Report each line of the entries below that contains the string "post", copying the line in full. Case counts.

────

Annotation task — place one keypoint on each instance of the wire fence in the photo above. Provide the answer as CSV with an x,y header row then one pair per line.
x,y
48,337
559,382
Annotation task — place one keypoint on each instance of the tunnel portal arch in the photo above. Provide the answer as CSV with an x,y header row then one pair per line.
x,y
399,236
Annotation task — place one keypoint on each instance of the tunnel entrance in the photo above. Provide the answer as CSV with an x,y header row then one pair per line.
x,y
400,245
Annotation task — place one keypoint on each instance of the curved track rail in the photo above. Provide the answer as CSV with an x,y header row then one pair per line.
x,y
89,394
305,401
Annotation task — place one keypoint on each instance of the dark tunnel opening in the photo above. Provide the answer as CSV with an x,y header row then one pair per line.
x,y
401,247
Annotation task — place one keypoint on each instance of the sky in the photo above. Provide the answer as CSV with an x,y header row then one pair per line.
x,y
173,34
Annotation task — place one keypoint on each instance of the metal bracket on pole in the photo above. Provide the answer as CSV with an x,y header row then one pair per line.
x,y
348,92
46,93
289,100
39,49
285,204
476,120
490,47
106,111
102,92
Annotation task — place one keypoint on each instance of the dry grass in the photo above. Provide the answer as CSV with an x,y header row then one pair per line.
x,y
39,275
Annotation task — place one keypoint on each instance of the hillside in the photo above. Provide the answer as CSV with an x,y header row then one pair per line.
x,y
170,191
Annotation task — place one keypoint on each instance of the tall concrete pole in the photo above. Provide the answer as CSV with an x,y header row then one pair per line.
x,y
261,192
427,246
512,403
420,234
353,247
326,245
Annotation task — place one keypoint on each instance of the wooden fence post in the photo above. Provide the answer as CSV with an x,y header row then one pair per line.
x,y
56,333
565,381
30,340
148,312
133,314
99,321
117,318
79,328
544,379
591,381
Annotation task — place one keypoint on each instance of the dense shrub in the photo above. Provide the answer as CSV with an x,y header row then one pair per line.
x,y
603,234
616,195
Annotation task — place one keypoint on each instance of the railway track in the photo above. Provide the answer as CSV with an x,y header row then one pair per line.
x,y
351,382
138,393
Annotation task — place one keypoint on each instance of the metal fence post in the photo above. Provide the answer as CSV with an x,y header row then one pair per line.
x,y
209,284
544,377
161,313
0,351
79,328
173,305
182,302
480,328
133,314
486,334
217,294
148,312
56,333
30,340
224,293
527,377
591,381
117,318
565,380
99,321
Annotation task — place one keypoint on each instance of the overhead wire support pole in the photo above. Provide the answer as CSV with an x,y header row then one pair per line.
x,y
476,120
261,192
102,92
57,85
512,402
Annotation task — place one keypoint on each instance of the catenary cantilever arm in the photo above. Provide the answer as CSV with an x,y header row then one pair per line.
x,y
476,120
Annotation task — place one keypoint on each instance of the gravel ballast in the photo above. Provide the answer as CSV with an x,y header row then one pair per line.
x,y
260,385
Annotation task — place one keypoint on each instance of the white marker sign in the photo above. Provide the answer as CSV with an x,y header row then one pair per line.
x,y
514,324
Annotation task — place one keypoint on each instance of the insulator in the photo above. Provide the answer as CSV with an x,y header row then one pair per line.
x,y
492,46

────

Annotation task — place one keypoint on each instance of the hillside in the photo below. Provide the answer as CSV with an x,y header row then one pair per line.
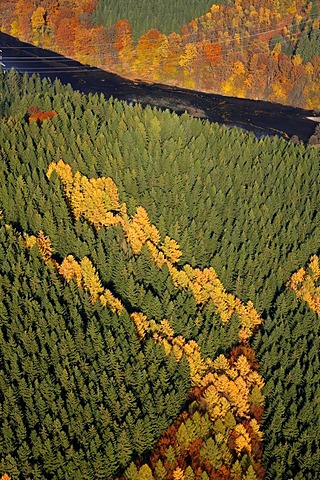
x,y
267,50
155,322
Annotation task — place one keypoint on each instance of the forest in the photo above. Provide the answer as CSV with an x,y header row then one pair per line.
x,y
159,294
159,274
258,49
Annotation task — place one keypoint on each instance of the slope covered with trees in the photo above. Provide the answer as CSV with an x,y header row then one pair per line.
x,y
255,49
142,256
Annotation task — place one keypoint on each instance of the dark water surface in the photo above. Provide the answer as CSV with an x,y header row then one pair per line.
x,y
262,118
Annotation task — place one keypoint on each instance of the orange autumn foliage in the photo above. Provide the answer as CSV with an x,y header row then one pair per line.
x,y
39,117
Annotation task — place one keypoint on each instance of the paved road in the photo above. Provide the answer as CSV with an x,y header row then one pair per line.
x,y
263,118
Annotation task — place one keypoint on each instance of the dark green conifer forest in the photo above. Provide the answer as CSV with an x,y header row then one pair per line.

────

Solution for this task:
Annotation task — place one keypoint on each instance of the wooden fence post in the photo above. Provide the answer as CSV with an x,y header row then one pair per line.
Annotation task — place one keypoint on each instance of the metal fence post in the photo above. Provide the answer as CSV with an x,y header row then one pair per line.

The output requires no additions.